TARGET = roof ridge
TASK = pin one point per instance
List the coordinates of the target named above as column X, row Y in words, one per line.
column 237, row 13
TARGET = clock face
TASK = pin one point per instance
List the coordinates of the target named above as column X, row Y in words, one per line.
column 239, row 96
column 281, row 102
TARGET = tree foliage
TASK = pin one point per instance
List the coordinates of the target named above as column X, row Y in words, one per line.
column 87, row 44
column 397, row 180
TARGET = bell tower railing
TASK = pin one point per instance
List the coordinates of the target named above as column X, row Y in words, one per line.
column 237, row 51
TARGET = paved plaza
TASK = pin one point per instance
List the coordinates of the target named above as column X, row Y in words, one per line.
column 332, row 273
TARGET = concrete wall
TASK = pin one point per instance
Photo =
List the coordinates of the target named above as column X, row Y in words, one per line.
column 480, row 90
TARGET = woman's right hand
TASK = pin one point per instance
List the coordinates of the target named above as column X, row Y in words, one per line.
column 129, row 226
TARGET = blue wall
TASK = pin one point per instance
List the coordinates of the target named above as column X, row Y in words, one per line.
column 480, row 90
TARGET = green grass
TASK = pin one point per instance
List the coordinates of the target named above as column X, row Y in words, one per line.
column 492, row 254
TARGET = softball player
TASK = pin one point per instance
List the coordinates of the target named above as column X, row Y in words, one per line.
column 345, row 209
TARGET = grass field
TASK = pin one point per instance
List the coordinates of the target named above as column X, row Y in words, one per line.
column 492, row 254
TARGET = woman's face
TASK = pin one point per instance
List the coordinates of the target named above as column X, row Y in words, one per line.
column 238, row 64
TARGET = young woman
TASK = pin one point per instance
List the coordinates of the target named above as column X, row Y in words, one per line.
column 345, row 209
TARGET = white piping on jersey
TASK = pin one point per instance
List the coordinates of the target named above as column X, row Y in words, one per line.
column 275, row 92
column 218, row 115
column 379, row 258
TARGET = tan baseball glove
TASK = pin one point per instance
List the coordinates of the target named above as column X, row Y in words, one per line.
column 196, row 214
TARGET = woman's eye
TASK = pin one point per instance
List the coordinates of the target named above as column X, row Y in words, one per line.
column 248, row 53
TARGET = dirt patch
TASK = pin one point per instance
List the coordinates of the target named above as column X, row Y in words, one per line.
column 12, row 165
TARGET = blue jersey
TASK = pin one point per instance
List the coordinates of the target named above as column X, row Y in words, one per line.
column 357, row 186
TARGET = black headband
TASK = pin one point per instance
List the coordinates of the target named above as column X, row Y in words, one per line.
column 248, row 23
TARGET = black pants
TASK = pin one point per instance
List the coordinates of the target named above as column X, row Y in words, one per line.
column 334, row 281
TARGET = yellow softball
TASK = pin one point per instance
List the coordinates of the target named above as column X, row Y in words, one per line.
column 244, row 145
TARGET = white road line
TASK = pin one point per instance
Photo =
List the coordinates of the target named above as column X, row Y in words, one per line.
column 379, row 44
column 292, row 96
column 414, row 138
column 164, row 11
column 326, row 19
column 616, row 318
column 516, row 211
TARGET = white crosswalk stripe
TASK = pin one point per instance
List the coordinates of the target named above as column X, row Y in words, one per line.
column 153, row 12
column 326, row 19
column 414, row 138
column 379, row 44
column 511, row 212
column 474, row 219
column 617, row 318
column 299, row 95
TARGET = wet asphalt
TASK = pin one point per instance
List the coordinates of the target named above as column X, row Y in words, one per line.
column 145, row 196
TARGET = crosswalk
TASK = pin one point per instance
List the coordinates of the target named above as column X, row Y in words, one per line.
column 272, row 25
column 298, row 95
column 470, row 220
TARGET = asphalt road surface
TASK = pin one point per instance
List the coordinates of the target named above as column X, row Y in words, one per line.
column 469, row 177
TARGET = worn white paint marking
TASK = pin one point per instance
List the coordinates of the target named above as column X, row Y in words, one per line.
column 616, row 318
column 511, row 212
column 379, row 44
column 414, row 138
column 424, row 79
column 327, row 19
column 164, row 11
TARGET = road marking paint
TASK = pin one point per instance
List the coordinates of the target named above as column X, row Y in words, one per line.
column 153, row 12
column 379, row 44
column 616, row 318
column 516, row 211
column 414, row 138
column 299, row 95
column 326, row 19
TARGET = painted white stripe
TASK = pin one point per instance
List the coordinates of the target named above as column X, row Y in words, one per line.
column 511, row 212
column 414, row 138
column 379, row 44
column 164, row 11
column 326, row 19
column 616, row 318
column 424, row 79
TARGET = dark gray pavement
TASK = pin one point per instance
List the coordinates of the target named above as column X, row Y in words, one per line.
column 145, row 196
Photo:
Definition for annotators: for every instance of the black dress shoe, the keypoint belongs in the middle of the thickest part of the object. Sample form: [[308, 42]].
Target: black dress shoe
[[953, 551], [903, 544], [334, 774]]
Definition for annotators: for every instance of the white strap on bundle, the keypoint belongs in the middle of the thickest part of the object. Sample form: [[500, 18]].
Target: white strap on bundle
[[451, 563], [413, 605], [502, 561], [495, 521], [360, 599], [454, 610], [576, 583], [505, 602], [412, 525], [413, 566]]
◆ ◆ ◆ ◆ ◆
> [Your task]:
Word for word, transcribe all of the records.

> [Answer to the problem]:
TARGET = roof ridge
TASK = pin one point per instance
List the coordinates of the target named above as column X, row Y in words, one per line.
column 237, row 13
TARGET = clock face
TASK = pin one point per instance
List the coordinates of the target named above as column X, row Y in words, one per line.
column 239, row 96
column 281, row 102
TARGET = tree foliage
TASK = pin one point per instance
List the coordinates of the target named above as column X, row Y in words, one per line.
column 87, row 44
column 397, row 180
TARGET = bell tower railing
TASK = pin one point per instance
List the coordinates of the target named above as column X, row Y in words, one per line.
column 237, row 51
TARGET = paved plaza
TASK = pin one point per instance
List the coordinates of the target named above as column X, row Y in words, one per line.
column 332, row 273
TARGET = concrete wall
TASK = pin one point per instance
Photo =
List the coordinates of the target named above as column X, row Y in words, one per line.
column 480, row 90
TARGET = woman's right hand
TASK = pin one point per instance
List the coordinates of the target named above as column X, row Y in words, one per line.
column 129, row 226
TARGET = blue wall
TASK = pin one point per instance
List the coordinates of the target named above as column X, row Y in words, one per line.
column 480, row 90
TARGET = green grass
TASK = pin one point per instance
List the coordinates of the target named above as column X, row Y in words, one per line.
column 492, row 254
TARGET = softball player
TASK = pin one point per instance
List the coordinates of the target named above as column X, row Y in words, one per line.
column 345, row 209
TARGET = grass field
TASK = pin one point per instance
List the coordinates of the target named above as column X, row Y in words, one per line.
column 492, row 254
TARGET = woman's face
TASK = pin one point per instance
List the coordinates of the target named above as column X, row Y in words, one per line.
column 238, row 64
TARGET = young woman
TASK = pin one point per instance
List the coordinates of the target named above as column X, row Y in words, one per line.
column 345, row 209
TARGET = white piping on jersey
TASK = pin one point per instance
List the coordinates of the target named above as column X, row Y in words, one per line.
column 275, row 92
column 218, row 115
column 379, row 258
TARGET = tan baseball glove
TASK = pin one point per instance
List the coordinates of the target named above as column X, row Y in words, one per line.
column 196, row 214
TARGET = woman's eye
TASK = pin one point per instance
List the coordinates of the target named above as column X, row Y in words, one per line.
column 248, row 53
TARGET = dirt patch
TASK = pin one point per instance
List the coordinates of the target named above as column X, row Y in words, one per line.
column 12, row 165
TARGET = blue jersey
TASK = pin one point per instance
List the coordinates of the target named above as column X, row Y in words, one per line.
column 357, row 186
TARGET = black headband
TASK = pin one point per instance
List the coordinates of the target named above as column X, row Y in words, one per line.
column 248, row 23
TARGET = black pants
TASK = pin one point per instance
List the coordinates of the target named above as column X, row Y in words, one per line.
column 334, row 281
TARGET = yellow softball
TASK = pin one point per instance
List the coordinates of the target named above as column X, row Y in words, one per line.
column 244, row 145
TARGET = white road line
TASK = pin one point per instance
Photo =
List the coordinates of the target named above as column X, row Y in words, one per line.
column 379, row 44
column 292, row 96
column 414, row 138
column 164, row 11
column 326, row 19
column 616, row 318
column 516, row 211
TARGET = white crosswalk stripe
TASK = pin one point per instance
List the coordinates of the target named above as column X, row Y in words, one per line.
column 153, row 12
column 326, row 19
column 414, row 138
column 379, row 44
column 511, row 212
column 474, row 219
column 617, row 318
column 299, row 95
TARGET = wet asphalt
TASK = pin one point per instance
List the coordinates of the target named above as column X, row Y in words, one per line.
column 145, row 196
TARGET = crosswalk
TASK = pin one point per instance
List the coordinates of the target named above as column X, row Y in words, one per line.
column 272, row 25
column 298, row 95
column 470, row 220
TARGET = asphalt road surface
TASK = pin one point per instance
List the coordinates of the target named above as column X, row Y in words, one per line.
column 469, row 177
TARGET = worn white paint marking
TASK = pin one point per instance
List the coordinates of the target named above as column X, row Y in words, one per line.
column 616, row 318
column 511, row 212
column 379, row 44
column 414, row 138
column 424, row 79
column 327, row 19
column 164, row 11
TARGET = road marking paint
TASK = pin one point per instance
List the coordinates of the target named above as column X, row Y in words, one per line.
column 153, row 12
column 379, row 44
column 616, row 318
column 516, row 211
column 414, row 138
column 299, row 95
column 326, row 19
TARGET = painted white stripe
TASK = pin one point per instance
List the coordinates of the target named above as column X, row Y in words, one per line.
column 511, row 212
column 414, row 138
column 379, row 44
column 164, row 11
column 326, row 19
column 616, row 318
column 424, row 79
TARGET = dark gray pavement
TASK = pin one point per instance
List the coordinates of the target named above as column X, row Y in words, one per line.
column 145, row 196
Photo:
Definition for annotators: for every instance of the black dress shoe, the keypoint belongs in the middle of the thickest part of the object. Sample form: [[308, 42]].
Target: black dress shoe
[[953, 551], [903, 544], [334, 774]]
Definition for annotators: for every instance of the white strap on bundle, the keypoint belongs in the middle of the thickest part of the object. Sample form: [[500, 18]].
Target: white strap on bundle
[[451, 563], [413, 605], [502, 561], [495, 521], [360, 599], [454, 610], [576, 583], [505, 602], [412, 525], [413, 566]]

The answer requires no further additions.